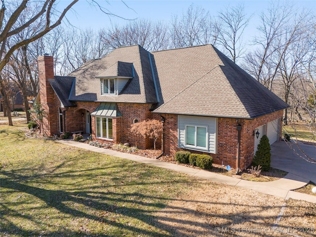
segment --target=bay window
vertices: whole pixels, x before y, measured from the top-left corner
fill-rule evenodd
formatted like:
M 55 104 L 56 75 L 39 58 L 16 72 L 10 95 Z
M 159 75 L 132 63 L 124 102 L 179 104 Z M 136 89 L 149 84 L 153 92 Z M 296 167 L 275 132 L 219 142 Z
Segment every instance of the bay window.
M 96 117 L 95 121 L 96 137 L 112 139 L 113 138 L 112 119 Z
M 114 79 L 103 79 L 101 80 L 101 94 L 115 95 L 116 86 Z

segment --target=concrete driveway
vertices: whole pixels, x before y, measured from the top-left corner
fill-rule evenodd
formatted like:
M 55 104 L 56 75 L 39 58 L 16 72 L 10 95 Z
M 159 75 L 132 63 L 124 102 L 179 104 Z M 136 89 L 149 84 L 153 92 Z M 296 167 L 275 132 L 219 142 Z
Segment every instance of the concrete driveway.
M 316 163 L 305 160 L 304 153 L 316 161 L 316 146 L 298 142 L 277 142 L 271 146 L 271 167 L 291 173 L 316 184 Z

- - -

- _WHAT YOU HAVE TO DO_
Reproduce verbatim everything in the material from the line containing "segment --target=concrete driveway" down to the end of the material, including both of those lines.

- _RIGHT ANSWER_
segment --target=concrete driveway
vertices: whole pixels, x before y, measured from the top-left corner
fill-rule evenodd
formatted like:
M 55 104 L 56 75 L 39 58 L 16 72 L 10 95 Z
M 159 75 L 132 63 L 124 102 L 179 104 Z M 136 89 L 149 84 L 153 92 Z M 296 167 L 275 132 L 219 142 Z
Segment every instance of the concrete driveway.
M 316 163 L 305 160 L 304 153 L 316 161 L 316 146 L 298 142 L 277 142 L 271 146 L 271 167 L 291 173 L 316 184 Z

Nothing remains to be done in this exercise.